GIVEN EXERCISE 1 – Which usernames appear as posters in the Bismarck ribfest thread? List each once.
GIVEN EXERCISE 2 – Can you extract the passage of the Bismarck ribfest thread that begins at the words "# 1st Annual" and stops after "said live music......."?
GIVEN EXERCISE 3 – What does the Bismarck ribfest thread say? Sum it up in two sentences.

TEXT TO READ –
# 1st Annual Downtowners Rip-Roarin Ribfest, Bismarck ND



## kookie (Apr 26, 2008)

Not sure if this is the right place to post this or not......... I just wanted to post this for anyone in or close to North Dakota.......

Bismarck ND is have it's 1st Annual Downtowners Rip-roarin Ribfest...... It will be June 19,20,21........It's in the Civic Center parking lot, hours are 11 am to 11 pm and $3.00 a person............The ad said live music.......

This all the info I have found on it so far, but I will update when I get more......I am planning on going would be great to see if anyone else from smf in the area is going, maybe meet up ..............


----------



## kookie (Apr 26, 2008)

Thats what I thought to on the price.......I am guessing that for each day....But still not bad............I am only planning on going Saturday, maybe friday night.....Depends on when my friends want to go or can go.......I will have to remember to take the camera with and taks some pics for everyone here.........


----------



## sumosmoke (Apr 26, 2008)

Hey Kookie, that sounds like a really fun event to attend! Wish it wasn't such a distance between ND and FL or else I'd try to make the trip. 

Look forward to seeing the pics, if you go!


----------



## kookie (Apr 26, 2008)

Thats what I say when I see all the other events going on in the other states......Not alot of BBQ events around here........So I am going to this one....I will post pics.............


----------



## mossymo (Jun 16, 2008)

Kookie
I will keep this in mind. Not sure yet if I can make it, do give us a report on this though.....

INFORMATION SHOWN –
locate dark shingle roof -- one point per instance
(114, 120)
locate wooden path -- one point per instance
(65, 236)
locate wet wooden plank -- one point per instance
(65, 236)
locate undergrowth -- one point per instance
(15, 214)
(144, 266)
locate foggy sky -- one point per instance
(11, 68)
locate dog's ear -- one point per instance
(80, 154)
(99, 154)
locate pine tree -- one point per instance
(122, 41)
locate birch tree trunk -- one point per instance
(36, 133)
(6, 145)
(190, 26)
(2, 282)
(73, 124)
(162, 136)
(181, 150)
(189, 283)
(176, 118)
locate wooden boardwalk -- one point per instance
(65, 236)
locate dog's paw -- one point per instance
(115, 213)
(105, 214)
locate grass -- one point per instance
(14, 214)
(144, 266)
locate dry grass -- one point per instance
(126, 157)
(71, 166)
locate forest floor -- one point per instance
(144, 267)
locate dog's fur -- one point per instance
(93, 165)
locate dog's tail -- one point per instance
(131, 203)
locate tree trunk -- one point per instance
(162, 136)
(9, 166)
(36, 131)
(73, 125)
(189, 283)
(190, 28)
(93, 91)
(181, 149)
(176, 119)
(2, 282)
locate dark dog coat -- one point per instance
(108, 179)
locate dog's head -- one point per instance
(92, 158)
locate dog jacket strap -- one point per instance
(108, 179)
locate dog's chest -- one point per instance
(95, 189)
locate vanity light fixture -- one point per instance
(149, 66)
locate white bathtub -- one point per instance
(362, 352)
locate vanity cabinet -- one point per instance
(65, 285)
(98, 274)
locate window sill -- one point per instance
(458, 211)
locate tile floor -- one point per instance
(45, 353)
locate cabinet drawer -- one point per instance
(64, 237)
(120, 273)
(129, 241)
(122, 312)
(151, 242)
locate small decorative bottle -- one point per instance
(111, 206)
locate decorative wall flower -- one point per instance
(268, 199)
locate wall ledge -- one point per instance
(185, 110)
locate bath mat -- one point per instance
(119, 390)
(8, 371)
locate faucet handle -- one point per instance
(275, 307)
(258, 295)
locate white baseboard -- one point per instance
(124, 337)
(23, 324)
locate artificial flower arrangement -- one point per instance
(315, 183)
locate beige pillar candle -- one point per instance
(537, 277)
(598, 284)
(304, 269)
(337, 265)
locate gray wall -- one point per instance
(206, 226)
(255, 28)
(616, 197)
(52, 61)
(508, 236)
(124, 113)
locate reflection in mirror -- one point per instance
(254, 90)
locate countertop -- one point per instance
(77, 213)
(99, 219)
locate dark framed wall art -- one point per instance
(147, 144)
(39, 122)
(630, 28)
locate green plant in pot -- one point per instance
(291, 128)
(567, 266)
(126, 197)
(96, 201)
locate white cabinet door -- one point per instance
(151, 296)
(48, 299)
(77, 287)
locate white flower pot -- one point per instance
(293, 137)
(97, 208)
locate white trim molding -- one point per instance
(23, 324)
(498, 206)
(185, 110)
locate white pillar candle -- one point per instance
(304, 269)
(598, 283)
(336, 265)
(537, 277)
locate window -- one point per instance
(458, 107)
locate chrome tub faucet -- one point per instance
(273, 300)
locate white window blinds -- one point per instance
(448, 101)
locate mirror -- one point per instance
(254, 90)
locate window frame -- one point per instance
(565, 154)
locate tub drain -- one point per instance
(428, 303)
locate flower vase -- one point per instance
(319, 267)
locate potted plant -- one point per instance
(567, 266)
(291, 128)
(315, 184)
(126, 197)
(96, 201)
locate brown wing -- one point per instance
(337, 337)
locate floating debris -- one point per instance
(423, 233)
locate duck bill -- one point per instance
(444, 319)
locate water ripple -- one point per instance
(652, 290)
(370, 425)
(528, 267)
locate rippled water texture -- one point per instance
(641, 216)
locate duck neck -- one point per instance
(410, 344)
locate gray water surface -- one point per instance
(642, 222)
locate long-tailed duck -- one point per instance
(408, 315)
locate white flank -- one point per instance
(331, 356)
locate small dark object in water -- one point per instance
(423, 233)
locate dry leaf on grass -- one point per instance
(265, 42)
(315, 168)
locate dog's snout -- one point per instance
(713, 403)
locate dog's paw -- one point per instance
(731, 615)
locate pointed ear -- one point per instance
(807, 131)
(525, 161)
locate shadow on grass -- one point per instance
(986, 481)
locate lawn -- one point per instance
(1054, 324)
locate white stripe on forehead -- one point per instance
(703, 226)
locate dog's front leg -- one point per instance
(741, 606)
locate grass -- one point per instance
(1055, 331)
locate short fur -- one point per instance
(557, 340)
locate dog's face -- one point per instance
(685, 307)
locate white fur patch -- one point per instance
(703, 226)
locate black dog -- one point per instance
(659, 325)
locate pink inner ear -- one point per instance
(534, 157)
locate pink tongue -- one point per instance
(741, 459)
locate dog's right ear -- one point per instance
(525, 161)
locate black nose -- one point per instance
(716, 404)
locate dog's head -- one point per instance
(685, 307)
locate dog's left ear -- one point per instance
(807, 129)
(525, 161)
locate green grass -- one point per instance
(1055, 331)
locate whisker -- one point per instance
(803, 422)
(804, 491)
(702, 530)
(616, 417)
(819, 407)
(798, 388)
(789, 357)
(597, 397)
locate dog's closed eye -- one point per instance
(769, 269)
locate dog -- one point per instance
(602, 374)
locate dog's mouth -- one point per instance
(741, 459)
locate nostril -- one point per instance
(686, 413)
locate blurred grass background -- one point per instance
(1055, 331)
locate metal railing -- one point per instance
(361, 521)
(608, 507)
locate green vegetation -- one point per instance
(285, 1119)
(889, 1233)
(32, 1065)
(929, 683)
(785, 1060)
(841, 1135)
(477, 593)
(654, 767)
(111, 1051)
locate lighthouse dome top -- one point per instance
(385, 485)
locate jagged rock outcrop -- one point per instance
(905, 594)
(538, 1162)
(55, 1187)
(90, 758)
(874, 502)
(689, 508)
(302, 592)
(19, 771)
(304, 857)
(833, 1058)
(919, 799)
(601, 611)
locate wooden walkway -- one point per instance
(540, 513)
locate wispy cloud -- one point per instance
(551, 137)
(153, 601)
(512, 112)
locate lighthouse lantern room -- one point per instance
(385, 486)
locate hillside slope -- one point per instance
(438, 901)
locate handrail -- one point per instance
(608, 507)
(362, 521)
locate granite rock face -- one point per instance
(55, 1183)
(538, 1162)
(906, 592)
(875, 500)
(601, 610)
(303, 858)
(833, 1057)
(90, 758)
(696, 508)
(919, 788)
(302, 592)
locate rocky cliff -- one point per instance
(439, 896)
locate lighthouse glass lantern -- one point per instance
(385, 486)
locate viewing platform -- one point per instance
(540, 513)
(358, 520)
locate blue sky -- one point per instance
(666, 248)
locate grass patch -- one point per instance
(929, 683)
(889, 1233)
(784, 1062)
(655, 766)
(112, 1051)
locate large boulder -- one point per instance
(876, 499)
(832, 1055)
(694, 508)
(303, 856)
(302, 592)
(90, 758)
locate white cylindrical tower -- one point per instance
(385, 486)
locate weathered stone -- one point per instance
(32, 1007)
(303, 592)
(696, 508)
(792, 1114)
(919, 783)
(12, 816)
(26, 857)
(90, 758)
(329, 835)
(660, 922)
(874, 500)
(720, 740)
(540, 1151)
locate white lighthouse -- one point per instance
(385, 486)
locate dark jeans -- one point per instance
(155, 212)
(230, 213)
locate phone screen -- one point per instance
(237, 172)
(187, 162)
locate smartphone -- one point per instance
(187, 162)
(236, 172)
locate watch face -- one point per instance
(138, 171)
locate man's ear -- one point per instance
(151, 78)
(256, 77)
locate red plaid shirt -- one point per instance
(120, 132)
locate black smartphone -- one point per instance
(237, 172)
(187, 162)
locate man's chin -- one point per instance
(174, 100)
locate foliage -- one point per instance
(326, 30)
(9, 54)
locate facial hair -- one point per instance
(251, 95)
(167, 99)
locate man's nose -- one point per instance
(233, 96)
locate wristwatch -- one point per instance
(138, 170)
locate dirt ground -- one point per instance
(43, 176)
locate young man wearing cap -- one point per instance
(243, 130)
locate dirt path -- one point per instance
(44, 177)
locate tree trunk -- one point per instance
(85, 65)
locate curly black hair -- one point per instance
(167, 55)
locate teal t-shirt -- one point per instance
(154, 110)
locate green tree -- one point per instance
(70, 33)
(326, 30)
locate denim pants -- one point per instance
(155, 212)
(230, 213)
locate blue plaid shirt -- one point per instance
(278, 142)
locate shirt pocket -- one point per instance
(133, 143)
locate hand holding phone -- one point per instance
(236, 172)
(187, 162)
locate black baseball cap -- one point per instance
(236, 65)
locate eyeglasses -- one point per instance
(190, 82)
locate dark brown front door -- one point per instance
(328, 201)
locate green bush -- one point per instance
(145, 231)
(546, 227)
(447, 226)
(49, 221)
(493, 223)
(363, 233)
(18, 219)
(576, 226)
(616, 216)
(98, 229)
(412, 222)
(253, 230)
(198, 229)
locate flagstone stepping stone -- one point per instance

TASK RESULT 1 – kookie, sumosmoke, mossymo

TASK RESULT 2 –
# 1st Annual Downtowners Rip-Roarin Ribfest, Bismarck ND



## kookie (Apr 26, 2008)

Not sure if this is the right place to post this or not......... I just wanted to post this for anyone in or close to North Dakota.......

Bismarck ND is have it's 1st Annual Downtowners Rip-roarin Ribfest...... It will be June 19,20,21........It's in the Civic Center parking lot, hours are 11 am to 11 pm and $3.00 a person............The ad said live music.......

TASK RESULT 3 – kookie announces the 1st Annual Downtowners Rip-roarin Ribfest in Bismarck, North Dakota, set for June 19, 20 and 21 in the Civic Center parking lot from 11 am to 11 pm at $3.00 a person with live music, and plans to go and post pictures. sumosmoke wishes the distance between ND and FL were shorter and looks forward to the pictures, while mossymo is not sure about making it and asks for a report.